* **O que fazer**
No texto sobre as traduções de Dante, por favor, indique por que razão Vasco Graça Moura bateu a porta da RTP.

* **Texto fornecido**
Entretanto, a lição do velho e respeitado neo-realista perdeu-se e nos jornais leem-se autênticos labirintos de palavras encadeadas que raras vezes querem dizer coisa de jeito e sobretudo mostram que a cabecinha do escrevente é um deserto de gelo.
Eu, leitor obsessivo e (imp)enitente comecei o dante em italiano, enrascado vezes sem conta, perdido outras muitas mais mas teimoso como uma honrada mula espanhola. Só depois, quando apareceu a tradução, aliás magnífica do Vasco Graça Moura (eu digo “do” Vasco porque fomos amigos e ele generosamente, nos meus começos de advocacia, sempre me ajudou. Irritaram-me muitas das suas crónicas mas nunca lhe neguei a inteligência, o humor, a irreverência, o cuidado posto nas traduções e a criatividade poética. E a sua forte cultura, quer literária quer musical quer pictórica. E raras vezes vi alguém ser tão digno quanto ele, no momento em que bateu a porta da RTP devido ao facto desta aceitar como boas umas críticas imbecis contra a exibição do filme “pato com laranja”. O motivo eram dois ou três fotogramas onde uns belíssimos seios apareciam gloriosamente nus. Uma escassa dúzia de devotos protestou e a televisão deu-lhe ouvidos!... E o Vasco, ala que se faz tarde.)
Bem, tudo isto, menos os circunlóquios, defeito antigo meu, vem a propósito de uma tradução, pelos vistos, louvadíssima de Jorge Vaz de Carvalho. É claro que o anjo mau e livresco que me sopra propostas indecentes ao ouvido direito, me convida a comprar mais outra edição do livro. Ora eu já tenho 5 edições desde o Graça Moura, até uma lindíssima italiana com desenhos de Boticelli, passando por outra minúscula, de bolso que já não consigo ler. Isso, e a falta cada vez mais pungente de espaço ajudar-me-ão, espero, a vencer mais essa tentação.

* **Material**
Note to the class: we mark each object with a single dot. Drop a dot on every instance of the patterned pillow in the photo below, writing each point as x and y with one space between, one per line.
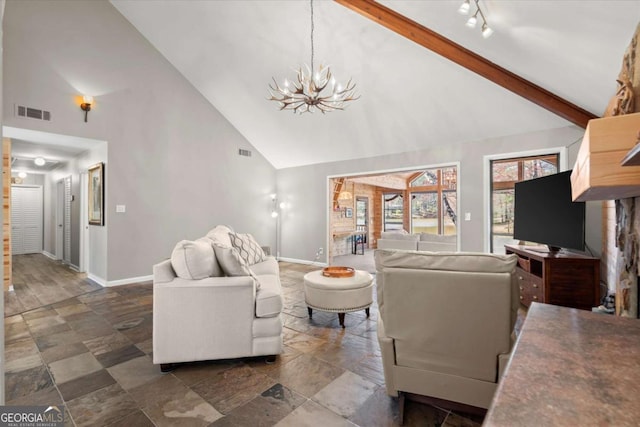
230 260
247 247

* **Resposta completa**
Porque a RTP aceitou como boas umas críticas contra a exibição do filme “pato com laranja”.